I am 15 weeks NC and I am feeling all kinds of things. My NH did some really terrible and embarrassing things to me during our 25 years together and it seems that everything is coming to the surface and i can't stuff them down anymore. For years I have willed myself to not think about things he did and to tell myself that it isn't that bad.

I find myself the last couple of days questioning if he is a narcissist. He fit every trait that i have seen but yet my mind will question. I am crying as I writ this because i know he is a narcissist.

3 months into our relationship after being perfect he forced me to have oral sex with him. He spit in my face, He kicked me with boots on, he broke furniture, he forced sex from me, he held me in the house for 10 hours one day. He controlled what I wore, he would take my car and not pick me up after work. All of this was many years ago.

The newest abuse was he cheated, he solicited sex and massages online and if i confronted him he would say that I was abusive and invasive. he spent thousands of dollars of my money (He work 2 full time jobs and is always broke). He would buy 500 shoes and 200 belts and 300 cologne. He always have to have the best. (even though he could not afford it). He was cold and aloof with no emotions.

INSTRUCTION 1:
Please print the part of the post about the abusive marriage starting at "The newest abuse" and ending at "with no emotions.".
INSTRUCTION 2:
In the post about the abusive marriage, how long was the writer held in the house on one day?
INSTRUCTION 3:
Write the next part of the post about the abusive marriage, picking up after its final sentence.
The material that comes next is separate from the post about the abusive marriage.

EXTRACTED RECORDS:
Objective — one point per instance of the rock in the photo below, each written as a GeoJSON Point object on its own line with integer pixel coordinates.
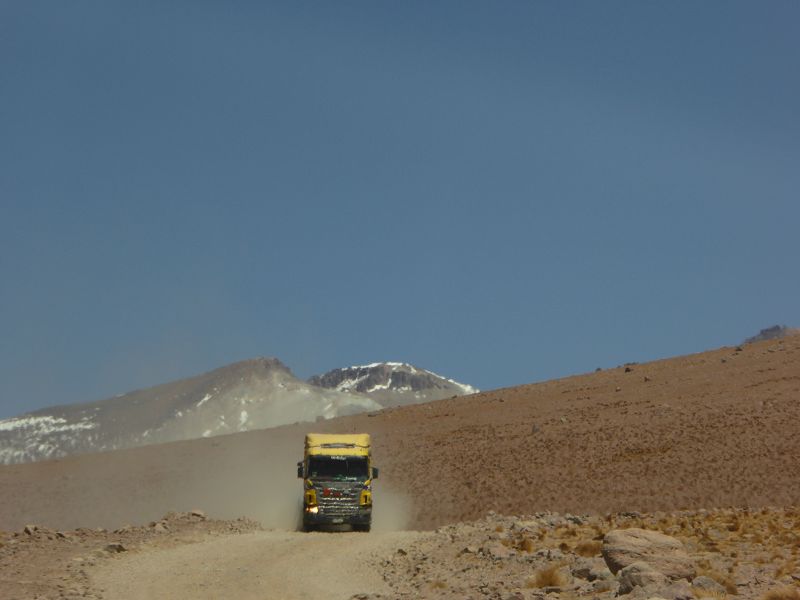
{"type": "Point", "coordinates": [160, 528]}
{"type": "Point", "coordinates": [665, 554]}
{"type": "Point", "coordinates": [497, 551]}
{"type": "Point", "coordinates": [677, 590]}
{"type": "Point", "coordinates": [591, 569]}
{"type": "Point", "coordinates": [581, 569]}
{"type": "Point", "coordinates": [641, 574]}
{"type": "Point", "coordinates": [708, 585]}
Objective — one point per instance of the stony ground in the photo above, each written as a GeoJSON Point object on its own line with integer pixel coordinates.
{"type": "Point", "coordinates": [747, 554]}
{"type": "Point", "coordinates": [41, 563]}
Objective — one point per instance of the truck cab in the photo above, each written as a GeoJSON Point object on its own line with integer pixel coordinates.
{"type": "Point", "coordinates": [337, 475]}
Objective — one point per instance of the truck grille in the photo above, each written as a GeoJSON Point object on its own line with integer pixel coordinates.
{"type": "Point", "coordinates": [338, 505]}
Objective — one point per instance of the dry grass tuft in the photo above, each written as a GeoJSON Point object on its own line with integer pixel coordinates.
{"type": "Point", "coordinates": [711, 594]}
{"type": "Point", "coordinates": [782, 593]}
{"type": "Point", "coordinates": [786, 568]}
{"type": "Point", "coordinates": [589, 548]}
{"type": "Point", "coordinates": [549, 576]}
{"type": "Point", "coordinates": [725, 580]}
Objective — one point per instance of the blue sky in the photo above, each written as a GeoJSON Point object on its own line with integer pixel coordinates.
{"type": "Point", "coordinates": [500, 192]}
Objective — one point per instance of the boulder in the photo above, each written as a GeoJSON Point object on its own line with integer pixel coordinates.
{"type": "Point", "coordinates": [665, 554]}
{"type": "Point", "coordinates": [643, 575]}
{"type": "Point", "coordinates": [708, 585]}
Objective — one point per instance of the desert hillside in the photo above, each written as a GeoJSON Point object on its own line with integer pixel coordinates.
{"type": "Point", "coordinates": [712, 429]}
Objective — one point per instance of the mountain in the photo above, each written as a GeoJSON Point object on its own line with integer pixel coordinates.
{"type": "Point", "coordinates": [392, 383]}
{"type": "Point", "coordinates": [253, 394]}
{"type": "Point", "coordinates": [772, 333]}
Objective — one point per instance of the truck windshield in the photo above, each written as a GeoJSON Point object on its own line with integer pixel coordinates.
{"type": "Point", "coordinates": [340, 468]}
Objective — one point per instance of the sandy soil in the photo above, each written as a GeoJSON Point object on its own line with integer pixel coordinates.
{"type": "Point", "coordinates": [716, 429]}
{"type": "Point", "coordinates": [265, 564]}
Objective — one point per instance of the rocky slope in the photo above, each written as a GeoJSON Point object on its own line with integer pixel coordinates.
{"type": "Point", "coordinates": [253, 394]}
{"type": "Point", "coordinates": [392, 383]}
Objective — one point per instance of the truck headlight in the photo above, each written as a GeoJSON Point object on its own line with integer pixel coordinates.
{"type": "Point", "coordinates": [311, 497]}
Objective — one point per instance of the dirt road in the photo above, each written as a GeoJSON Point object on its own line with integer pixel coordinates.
{"type": "Point", "coordinates": [265, 564]}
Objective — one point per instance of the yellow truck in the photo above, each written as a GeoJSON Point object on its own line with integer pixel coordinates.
{"type": "Point", "coordinates": [337, 476]}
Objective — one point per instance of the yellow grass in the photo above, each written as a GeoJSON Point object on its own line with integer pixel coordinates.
{"type": "Point", "coordinates": [549, 576]}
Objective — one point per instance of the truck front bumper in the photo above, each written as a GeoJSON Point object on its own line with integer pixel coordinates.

EXERCISE RESULT 1:
The newest abuse was he cheated, he solicited sex and massages online and if i confronted him he would say that I was abusive and invasive. he spent thousands of dollars of my money (He work 2 full time jobs and is always broke). He would buy 500 shoes and 200 belts and 300 cologne. He always have to have the best. (even though he could not afford it). He was cold and aloof with no emotions.

EXERCISE RESULT 2:
10 hours.

EXERCISE RESULT 3:
He was jealous of anyone who I paid attention to. He accused me of flirting with my brother-in-law. He is friends with every ex-girlfriend that he has ever had and talk on the phone with them at all times of the night and day for hours at a time but would not call me or answer when I called him. If he did call me it would only be for a minute or so.

I could go on and on about him but what I don't understand is why am I not jumping for joy that he is gone. I will never go back to him but i feel so fu**ed up and alone. I want my happy self back. I feel like sometimes I want to give up. I have a great support system but I can't explain to them what I am feeling because i don't know what i am feeling I just want to be done with it and move on with my life. I know that he has an OW by now because i did everything for him except wipe his a** and he cannot take care of himself but that does not really bother me it's me that bothers me I am angry at myself for not being stronger and over it already. Can someone help me with this?

Thanks!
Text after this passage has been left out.